## Start

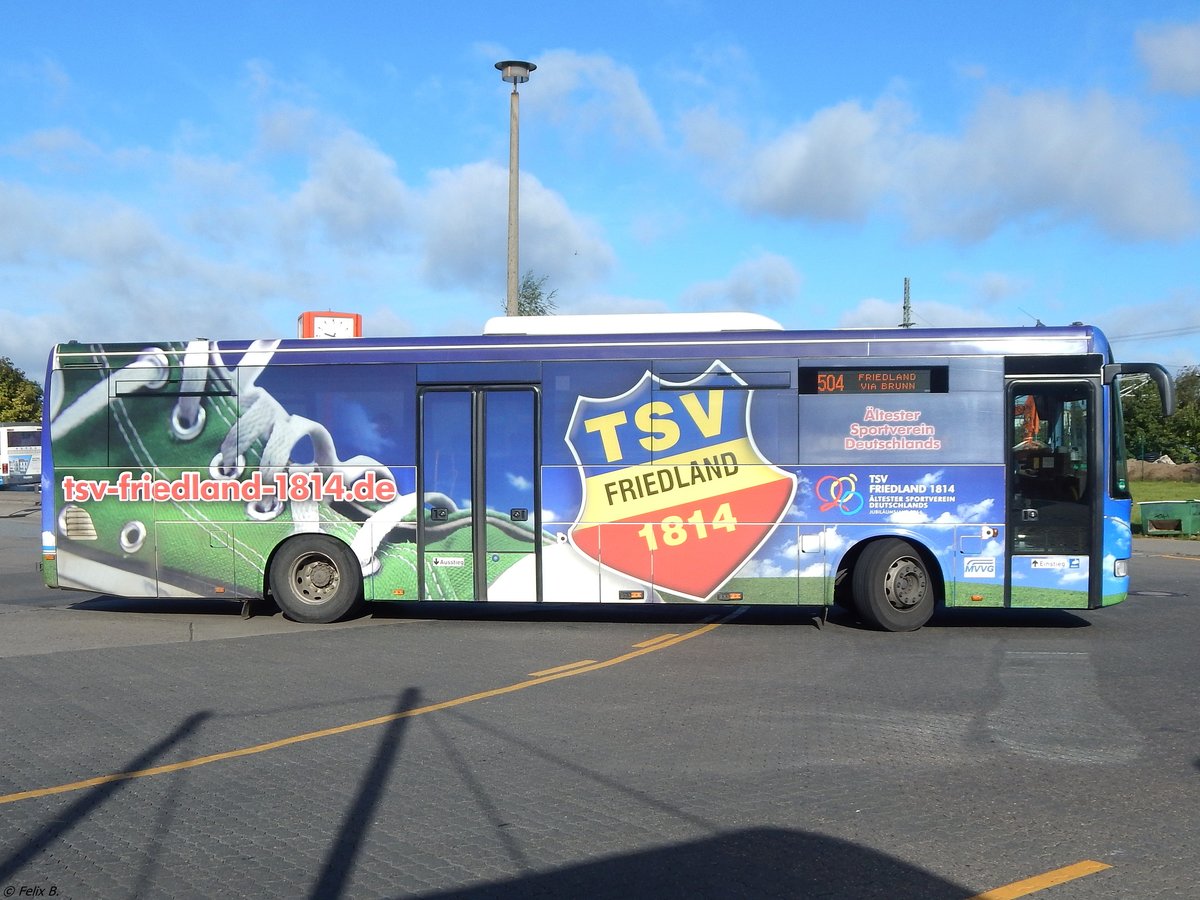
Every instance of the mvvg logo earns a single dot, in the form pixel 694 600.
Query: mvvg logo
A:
pixel 979 568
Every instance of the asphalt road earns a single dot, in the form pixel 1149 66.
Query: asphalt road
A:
pixel 162 751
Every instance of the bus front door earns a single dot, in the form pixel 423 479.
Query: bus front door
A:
pixel 478 495
pixel 1053 490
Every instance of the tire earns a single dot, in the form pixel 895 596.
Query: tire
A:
pixel 892 587
pixel 316 579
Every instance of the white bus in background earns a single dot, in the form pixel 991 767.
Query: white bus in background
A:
pixel 21 454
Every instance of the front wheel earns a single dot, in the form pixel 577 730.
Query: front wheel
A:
pixel 316 579
pixel 892 587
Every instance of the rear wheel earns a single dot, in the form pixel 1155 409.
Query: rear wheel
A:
pixel 316 579
pixel 892 587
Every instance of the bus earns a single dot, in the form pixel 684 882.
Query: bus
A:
pixel 21 454
pixel 695 459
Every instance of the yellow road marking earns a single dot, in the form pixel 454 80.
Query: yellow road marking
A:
pixel 365 724
pixel 556 670
pixel 655 640
pixel 1041 882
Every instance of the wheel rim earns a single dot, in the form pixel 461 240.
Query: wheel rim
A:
pixel 315 579
pixel 905 583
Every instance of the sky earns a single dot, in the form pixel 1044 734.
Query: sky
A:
pixel 172 171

## End

* _Exercise requirements_:
Can you format all the lines of the records above as a numbered list, leaving out blank lines and the pictures?

* _Exercise answer_:
1. Every instance of the mvvg logo earns a single dot, in the form pixel 694 600.
2. Query: mvvg logo
3. A:
4. pixel 979 568
5. Every instance of the asphalt road earns a single dot, in the form pixel 1149 66.
6. Query: asphalt road
7. A:
8. pixel 162 751
9. Every instance of the bus front door earns a single dot, in the form pixel 423 479.
10. Query: bus front door
11. A:
12. pixel 478 495
13. pixel 1053 490
14. Every instance of the tire earns a single dot, in the form pixel 895 596.
15. Query: tire
16. A:
17. pixel 892 587
18. pixel 316 579
19. Every instance of the white bus in background earns a single dot, in the form pixel 991 767.
20. Query: white bus in background
21. A:
22. pixel 21 454
23. Every instance of the front wheel earns a single dot, in the form pixel 577 730.
24. Query: front wheel
25. A:
26. pixel 316 579
27. pixel 892 587
28. Every instance of the rear wheel earns a single dot, in the form pixel 1155 409.
29. Query: rear wheel
30. A:
31. pixel 316 579
32. pixel 892 587
33. Every instance of the bus earns a single dot, in the form pixel 684 882.
34. Query: bus
35. A:
36. pixel 21 454
37. pixel 695 459
38. Every instance of the yellow road marking earns a single dot, in the form pixel 454 80.
39. Query: yellow road marking
40. A:
41. pixel 365 724
42. pixel 556 670
43. pixel 655 640
44. pixel 1041 882
45. Every instance of the wheel rim earns a single dot, in the form pixel 461 240.
46. Query: wheel rim
47. A:
48. pixel 315 579
49. pixel 905 583
50. Every instance of the sky earns a single dot, in the form pixel 1044 734.
51. Query: sky
52. A:
53. pixel 172 171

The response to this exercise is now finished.